→ **Object pointing dataset rows**
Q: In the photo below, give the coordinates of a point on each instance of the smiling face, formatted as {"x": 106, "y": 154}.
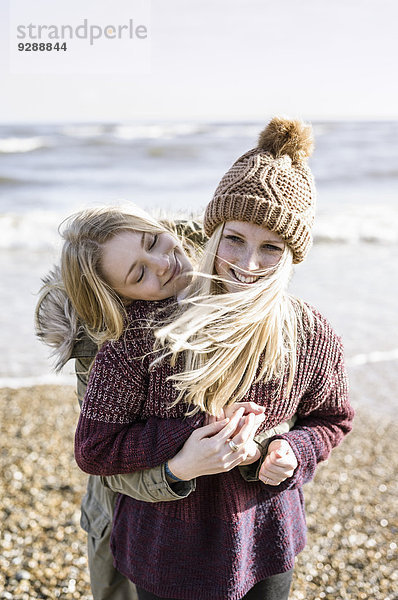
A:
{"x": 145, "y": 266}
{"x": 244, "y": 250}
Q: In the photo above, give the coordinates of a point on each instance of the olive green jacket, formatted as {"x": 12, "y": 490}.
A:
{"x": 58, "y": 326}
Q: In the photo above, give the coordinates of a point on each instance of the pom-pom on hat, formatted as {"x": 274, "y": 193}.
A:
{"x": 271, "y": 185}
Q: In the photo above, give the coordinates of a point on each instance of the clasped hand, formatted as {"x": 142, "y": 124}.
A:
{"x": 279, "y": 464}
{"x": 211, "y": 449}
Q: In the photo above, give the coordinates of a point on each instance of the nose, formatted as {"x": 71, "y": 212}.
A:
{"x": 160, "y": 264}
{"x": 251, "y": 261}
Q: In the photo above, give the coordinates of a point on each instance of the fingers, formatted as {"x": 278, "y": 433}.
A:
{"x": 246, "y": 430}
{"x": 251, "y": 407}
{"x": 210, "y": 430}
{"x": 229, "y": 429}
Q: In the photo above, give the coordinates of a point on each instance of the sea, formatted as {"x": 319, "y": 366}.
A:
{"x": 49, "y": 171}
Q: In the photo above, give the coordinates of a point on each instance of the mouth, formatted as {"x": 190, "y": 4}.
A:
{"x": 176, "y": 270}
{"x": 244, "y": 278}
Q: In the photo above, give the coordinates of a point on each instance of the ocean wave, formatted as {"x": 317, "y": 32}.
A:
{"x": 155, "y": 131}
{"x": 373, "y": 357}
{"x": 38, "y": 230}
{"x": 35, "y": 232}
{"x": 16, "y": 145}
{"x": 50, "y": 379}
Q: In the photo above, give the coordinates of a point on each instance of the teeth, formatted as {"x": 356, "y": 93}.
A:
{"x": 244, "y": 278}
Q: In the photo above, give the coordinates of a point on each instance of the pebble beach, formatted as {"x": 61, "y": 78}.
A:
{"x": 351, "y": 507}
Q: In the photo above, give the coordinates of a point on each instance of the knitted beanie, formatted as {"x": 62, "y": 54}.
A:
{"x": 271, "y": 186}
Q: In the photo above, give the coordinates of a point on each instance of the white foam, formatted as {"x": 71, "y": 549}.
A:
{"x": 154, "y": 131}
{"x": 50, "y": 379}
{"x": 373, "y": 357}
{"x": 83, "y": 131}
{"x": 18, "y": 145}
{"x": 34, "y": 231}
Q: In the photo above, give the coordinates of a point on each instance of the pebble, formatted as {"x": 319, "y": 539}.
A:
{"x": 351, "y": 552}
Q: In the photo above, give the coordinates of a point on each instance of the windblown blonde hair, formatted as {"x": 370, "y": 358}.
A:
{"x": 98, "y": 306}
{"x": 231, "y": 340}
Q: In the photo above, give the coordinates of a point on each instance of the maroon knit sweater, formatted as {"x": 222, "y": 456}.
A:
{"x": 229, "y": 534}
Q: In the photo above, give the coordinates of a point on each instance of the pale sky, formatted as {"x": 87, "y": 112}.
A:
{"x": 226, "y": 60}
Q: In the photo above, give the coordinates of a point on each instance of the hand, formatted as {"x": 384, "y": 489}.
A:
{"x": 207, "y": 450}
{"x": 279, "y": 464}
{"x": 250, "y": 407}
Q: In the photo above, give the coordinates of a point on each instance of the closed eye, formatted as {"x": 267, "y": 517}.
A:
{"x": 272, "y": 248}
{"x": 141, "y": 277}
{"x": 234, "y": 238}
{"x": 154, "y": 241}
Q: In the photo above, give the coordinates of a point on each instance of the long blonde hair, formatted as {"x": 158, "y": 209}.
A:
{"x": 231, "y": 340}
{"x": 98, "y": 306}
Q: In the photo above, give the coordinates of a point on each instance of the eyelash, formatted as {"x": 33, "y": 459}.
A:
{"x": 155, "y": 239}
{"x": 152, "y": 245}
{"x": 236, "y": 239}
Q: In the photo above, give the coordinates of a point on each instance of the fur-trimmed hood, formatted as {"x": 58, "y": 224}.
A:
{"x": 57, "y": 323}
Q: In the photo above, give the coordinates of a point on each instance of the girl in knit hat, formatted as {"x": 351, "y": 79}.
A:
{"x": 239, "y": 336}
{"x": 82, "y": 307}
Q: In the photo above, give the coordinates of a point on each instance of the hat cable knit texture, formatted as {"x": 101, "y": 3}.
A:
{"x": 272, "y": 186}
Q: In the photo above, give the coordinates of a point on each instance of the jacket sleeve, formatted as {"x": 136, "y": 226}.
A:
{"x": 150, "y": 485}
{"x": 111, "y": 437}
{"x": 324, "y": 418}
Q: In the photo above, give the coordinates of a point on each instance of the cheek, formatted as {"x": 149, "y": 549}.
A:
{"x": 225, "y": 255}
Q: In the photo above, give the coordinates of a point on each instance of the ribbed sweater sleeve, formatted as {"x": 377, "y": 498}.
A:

→ **Do this**
Pictures in the data above should not be copied; transcribe everything else exactly.

→ **Exercise answer**
Q: In the photo below, give the coordinates of a point on each instance of the smiling face, formatted as {"x": 106, "y": 154}.
A:
{"x": 145, "y": 266}
{"x": 244, "y": 250}
Q: In the photo above, give the coordinates of a point on each instance of the olive green jacket, formatted as {"x": 12, "y": 490}.
A:
{"x": 58, "y": 326}
Q: In the photo above, give the coordinates of a point on each instance of the pom-pom on hat, formatted as {"x": 274, "y": 193}.
A:
{"x": 271, "y": 185}
Q: In the photo above, give the coordinates of a point on each instance of the clasped hand, formatted as {"x": 142, "y": 124}.
A:
{"x": 279, "y": 464}
{"x": 211, "y": 449}
Q: In the photo above, give the coordinates of a point on each instance of the nose, formatted as {"x": 71, "y": 212}.
A:
{"x": 160, "y": 264}
{"x": 251, "y": 261}
Q: In the photo above, give the coordinates of a point on each instance of the fingers, formatted as {"x": 278, "y": 433}.
A:
{"x": 246, "y": 430}
{"x": 251, "y": 407}
{"x": 210, "y": 430}
{"x": 229, "y": 429}
Q: In the photo above, give the coordinates of a point on each instance of the sea, formatted as {"x": 319, "y": 366}.
A:
{"x": 49, "y": 171}
Q: In the photo above, give the coordinates of a point on each instance of the mouth, formatted as {"x": 190, "y": 4}.
A:
{"x": 176, "y": 270}
{"x": 244, "y": 278}
Q: In the photo above, give the coordinates of a point on each instance of the ocean wave, formatted as {"x": 317, "y": 32}.
A:
{"x": 155, "y": 131}
{"x": 373, "y": 357}
{"x": 38, "y": 230}
{"x": 35, "y": 232}
{"x": 16, "y": 145}
{"x": 50, "y": 379}
Q: In the photo above, give the coordinates of a point on each instance of the teeth, formatted as {"x": 356, "y": 93}.
A:
{"x": 244, "y": 278}
Q: In the photo above, give the coordinates of a point on each instance of the pebble beach, formatted as {"x": 61, "y": 78}.
A:
{"x": 351, "y": 507}
Q: In the photo above, give the coordinates of a point on each instance of the knitted beanie, formatted as {"x": 62, "y": 54}.
A:
{"x": 271, "y": 186}
Q: In the photo above, give the coordinates of a point on each instance of the white foam, formatted as {"x": 71, "y": 549}.
A:
{"x": 154, "y": 131}
{"x": 50, "y": 379}
{"x": 373, "y": 357}
{"x": 83, "y": 131}
{"x": 18, "y": 145}
{"x": 34, "y": 231}
Q: In the photo above, give the coordinates of a point on each instance of the pebble, formatted as {"x": 319, "y": 539}.
A:
{"x": 351, "y": 552}
Q: In the photo above, give the coordinates of a point on each instance of the windblown blonde hair, formatted as {"x": 370, "y": 358}.
A:
{"x": 98, "y": 306}
{"x": 231, "y": 340}
Q: In the photo above, give the coordinates of a point on each instance of the maroon knit sweater, formatted as {"x": 222, "y": 456}.
A:
{"x": 229, "y": 534}
Q: In the photo above, give the coordinates of a point on each instance of the pale sky, formatted as {"x": 87, "y": 112}.
A:
{"x": 226, "y": 60}
Q: In the photo above, give the coordinates of a point on each instance of the hand, formatted as {"x": 384, "y": 489}.
A:
{"x": 207, "y": 450}
{"x": 279, "y": 464}
{"x": 250, "y": 407}
Q: In the photo above, give the coordinates of a point on each instance of the closed eye, formatted as {"x": 267, "y": 517}.
A:
{"x": 272, "y": 248}
{"x": 141, "y": 277}
{"x": 234, "y": 238}
{"x": 154, "y": 241}
Q: In the photo above, give the coordinates of a point on each instance of the long blonde hair, formatted as {"x": 158, "y": 209}.
A:
{"x": 231, "y": 340}
{"x": 98, "y": 306}
Q: In the photo above, give the coordinates of a point on each instance of the eyelash, formatted as {"x": 33, "y": 459}.
A:
{"x": 155, "y": 239}
{"x": 152, "y": 245}
{"x": 236, "y": 239}
Q: In the photo above, give the coordinates of a point on each instance of the fur-trimmed hood, formatted as {"x": 58, "y": 224}.
A:
{"x": 57, "y": 323}
Q: In the photo above, give the coordinates of a point on each instance of the girl in knit hat, formatted as {"x": 351, "y": 79}.
A:
{"x": 239, "y": 336}
{"x": 82, "y": 307}
Q: In the photo above, give the coordinates of a point on each instance of the hat cable knit texture, formatted as {"x": 101, "y": 3}.
A:
{"x": 272, "y": 186}
Q: In the photo above, give the coordinates of a point on each instance of the jacket sleeve, formatted as {"x": 136, "y": 226}.
A:
{"x": 150, "y": 485}
{"x": 111, "y": 437}
{"x": 324, "y": 418}
Q: In the photo above, give the coordinates of a point on each instance of the cheek, formatted as {"x": 149, "y": 549}.
A:
{"x": 225, "y": 255}
Q: In the photo above, give the coordinates of a point on each instance of the ribbed sweater sleeve, formatted as {"x": 377, "y": 498}.
A:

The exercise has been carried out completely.